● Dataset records
◇ ◇ ◇ ◇

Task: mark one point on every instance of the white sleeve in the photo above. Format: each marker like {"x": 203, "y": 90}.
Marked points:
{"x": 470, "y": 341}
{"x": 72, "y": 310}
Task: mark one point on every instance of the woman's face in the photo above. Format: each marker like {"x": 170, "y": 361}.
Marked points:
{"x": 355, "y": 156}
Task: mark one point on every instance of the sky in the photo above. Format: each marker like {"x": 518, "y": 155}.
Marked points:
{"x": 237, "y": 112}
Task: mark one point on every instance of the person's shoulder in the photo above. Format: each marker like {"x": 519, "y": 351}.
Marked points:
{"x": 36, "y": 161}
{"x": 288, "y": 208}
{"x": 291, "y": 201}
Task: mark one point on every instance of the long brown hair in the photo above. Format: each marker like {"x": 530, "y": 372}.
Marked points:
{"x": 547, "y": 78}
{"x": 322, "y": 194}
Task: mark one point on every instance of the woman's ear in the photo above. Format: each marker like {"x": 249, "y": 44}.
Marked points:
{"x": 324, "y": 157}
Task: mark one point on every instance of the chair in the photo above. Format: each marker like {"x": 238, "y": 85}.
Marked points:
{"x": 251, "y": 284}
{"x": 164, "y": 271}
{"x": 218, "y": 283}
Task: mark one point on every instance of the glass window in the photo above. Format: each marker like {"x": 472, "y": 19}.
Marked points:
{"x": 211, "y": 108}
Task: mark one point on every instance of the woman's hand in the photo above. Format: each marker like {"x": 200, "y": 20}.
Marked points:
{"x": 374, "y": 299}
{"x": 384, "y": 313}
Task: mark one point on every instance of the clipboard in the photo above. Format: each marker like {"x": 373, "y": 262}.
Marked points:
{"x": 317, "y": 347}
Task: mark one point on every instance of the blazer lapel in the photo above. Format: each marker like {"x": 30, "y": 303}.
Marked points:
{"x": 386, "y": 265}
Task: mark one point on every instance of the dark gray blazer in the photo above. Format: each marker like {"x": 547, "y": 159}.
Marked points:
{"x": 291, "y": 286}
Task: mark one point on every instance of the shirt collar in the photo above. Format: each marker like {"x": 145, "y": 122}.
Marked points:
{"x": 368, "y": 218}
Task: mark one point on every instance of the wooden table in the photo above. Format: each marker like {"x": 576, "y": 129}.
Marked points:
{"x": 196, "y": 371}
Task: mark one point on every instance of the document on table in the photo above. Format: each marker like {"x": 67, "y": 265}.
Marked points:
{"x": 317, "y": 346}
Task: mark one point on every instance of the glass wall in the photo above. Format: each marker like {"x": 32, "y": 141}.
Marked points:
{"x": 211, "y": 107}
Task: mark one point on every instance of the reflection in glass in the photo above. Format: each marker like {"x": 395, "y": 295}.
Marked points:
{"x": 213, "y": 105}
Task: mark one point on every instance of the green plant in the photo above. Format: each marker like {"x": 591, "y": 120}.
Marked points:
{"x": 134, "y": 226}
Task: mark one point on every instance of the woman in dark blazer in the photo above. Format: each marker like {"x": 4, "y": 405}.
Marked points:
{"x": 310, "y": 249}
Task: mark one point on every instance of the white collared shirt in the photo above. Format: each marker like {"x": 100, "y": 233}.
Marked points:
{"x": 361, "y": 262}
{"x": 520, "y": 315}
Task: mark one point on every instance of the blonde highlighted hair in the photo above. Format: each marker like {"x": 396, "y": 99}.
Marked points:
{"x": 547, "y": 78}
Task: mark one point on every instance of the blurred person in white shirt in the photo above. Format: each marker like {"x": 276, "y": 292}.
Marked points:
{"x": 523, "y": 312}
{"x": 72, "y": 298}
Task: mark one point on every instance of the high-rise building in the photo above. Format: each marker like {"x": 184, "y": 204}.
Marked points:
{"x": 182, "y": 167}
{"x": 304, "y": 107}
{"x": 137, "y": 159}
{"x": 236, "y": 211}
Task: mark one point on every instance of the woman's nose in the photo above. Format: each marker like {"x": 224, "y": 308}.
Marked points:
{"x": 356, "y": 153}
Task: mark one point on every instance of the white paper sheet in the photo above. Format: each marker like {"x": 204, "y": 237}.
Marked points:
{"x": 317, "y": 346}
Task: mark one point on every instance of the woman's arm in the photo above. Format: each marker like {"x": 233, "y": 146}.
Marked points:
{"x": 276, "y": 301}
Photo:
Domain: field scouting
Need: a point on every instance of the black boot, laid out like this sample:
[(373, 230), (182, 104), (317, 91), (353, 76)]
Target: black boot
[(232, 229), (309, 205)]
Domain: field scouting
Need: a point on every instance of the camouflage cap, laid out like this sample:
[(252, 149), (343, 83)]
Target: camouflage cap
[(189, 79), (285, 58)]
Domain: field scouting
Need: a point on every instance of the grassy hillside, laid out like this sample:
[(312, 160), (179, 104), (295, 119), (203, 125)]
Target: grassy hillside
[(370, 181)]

◇ ◇ ◇ ◇

● What you need to do
The records above should be restated word for word, please.

● Response for this exercise
Task: mark one point on every instance of the white sleeve in the photo above. Format: each marker like {"x": 203, "y": 90}.
Marked points:
{"x": 470, "y": 341}
{"x": 72, "y": 310}
Task: mark one point on every instance of the woman's face in the photo above. Format: each marker like {"x": 170, "y": 361}.
Marked points:
{"x": 355, "y": 156}
Task: mark one point on every instance of the sky in the photo above. Format: each marker like {"x": 518, "y": 155}.
Marked points:
{"x": 237, "y": 112}
Task: mark one point on every instance of the person's shoulder in the photo above. Format: each marker like {"x": 519, "y": 351}.
Marked points:
{"x": 36, "y": 161}
{"x": 288, "y": 208}
{"x": 291, "y": 201}
Task: mark one point on every instance of the long brown hair in the photo above. Format: each marker like {"x": 530, "y": 372}.
Marked points:
{"x": 547, "y": 78}
{"x": 322, "y": 194}
Task: mark one point on every instance of the woman's ear in the photo above. Format: each marker like {"x": 249, "y": 44}.
Marked points:
{"x": 324, "y": 157}
Task: mark one point on every instance of the chair in the photo above. Format: each marker like {"x": 238, "y": 85}.
Marked points:
{"x": 251, "y": 284}
{"x": 164, "y": 271}
{"x": 218, "y": 283}
Task: mark one point on every instance of the glass window in the photo above. Format: each marker like {"x": 472, "y": 19}.
Marked points:
{"x": 211, "y": 108}
Task: mark one point on every instance of the woman's hand in the photo above. Format: each marker like {"x": 200, "y": 20}.
Marked points:
{"x": 374, "y": 299}
{"x": 384, "y": 313}
Task: mark one point on every instance of the clipboard in the photo above. Format: each marker like {"x": 373, "y": 262}.
Marked points:
{"x": 317, "y": 347}
Task: mark one point on every instance of the blazer lapel in the photo above. Format: each marker like {"x": 30, "y": 303}.
Marked points:
{"x": 386, "y": 265}
Task: mark one point on every instance of the dark gray blazer in the photo above. Format: each marker like {"x": 547, "y": 159}.
Marked points:
{"x": 291, "y": 286}
Task: mark one point on every instance of the shirt collar in the photo above. Format: each marker like {"x": 145, "y": 122}.
Marked points:
{"x": 368, "y": 218}
Task: mark one point on every instance of the wooden table in the photo above. Format: each marker like {"x": 576, "y": 129}.
Marked points:
{"x": 196, "y": 371}
Task: mark one point on every instance of the document on table in the photo above. Format: each marker like {"x": 67, "y": 265}.
Marked points:
{"x": 317, "y": 346}
Task: mark one point on every instance of the glass wall in the photo above. Format: each marker like {"x": 32, "y": 141}.
Marked points:
{"x": 211, "y": 107}
Task: mark one point on every instance of the reflection in glass in the photo above. Format: each marker like {"x": 395, "y": 295}.
Marked points:
{"x": 213, "y": 105}
Task: mark one point on every instance of the green plant in the photo above. Format: each marker like {"x": 591, "y": 120}.
Marked points:
{"x": 134, "y": 226}
Task: mark one point on every instance of the woman in dark blazer in the photo above. Format: each marker like {"x": 4, "y": 405}.
Marked points:
{"x": 310, "y": 249}
Task: mark one point on every instance of the white collared shirt in the photo above. Format: each marker like {"x": 100, "y": 233}.
Marked points:
{"x": 361, "y": 262}
{"x": 520, "y": 315}
Task: mark one point on every instance of the blonde highlighted hair in the photo above. Format: each marker like {"x": 396, "y": 99}.
Marked points:
{"x": 547, "y": 78}
Task: mark one point on every instance of the blurred person in white shirt in the photo above. Format: each marker like {"x": 276, "y": 292}.
Marked points:
{"x": 523, "y": 312}
{"x": 72, "y": 298}
Task: mark one point on every instance of the high-rise building in the photo above. Format: each marker like {"x": 184, "y": 204}.
Marked points:
{"x": 182, "y": 167}
{"x": 304, "y": 107}
{"x": 137, "y": 159}
{"x": 236, "y": 211}
Task: mark one point on every instance of the woman's nose in the photo above. Format: each marker like {"x": 224, "y": 308}.
Marked points:
{"x": 356, "y": 153}
Task: mark one point on every instance of the white paper sheet in the photo above. Format: each marker like {"x": 204, "y": 237}.
Marked points:
{"x": 317, "y": 346}
Task: mark one point on every instance of the woman's arm in the photo above. Format: each marker like {"x": 233, "y": 146}.
Marked points:
{"x": 276, "y": 301}
Photo:
Domain: field scouting
Need: a point on every instance of the black boot, laid out like this sample:
[(373, 230), (182, 104), (317, 91), (353, 76)]
Target: black boot
[(232, 229), (309, 205)]
Domain: field scouting
Need: a point on every instance of the camouflage cap, laid out like this sample:
[(252, 149), (343, 83)]
Target: camouflage cap
[(189, 79), (285, 58)]
Domain: field scouting
Need: a point on every instance of the grassy hillside, laid out like this sample:
[(312, 160), (179, 104), (295, 119), (203, 125)]
Target: grassy hillside
[(370, 181)]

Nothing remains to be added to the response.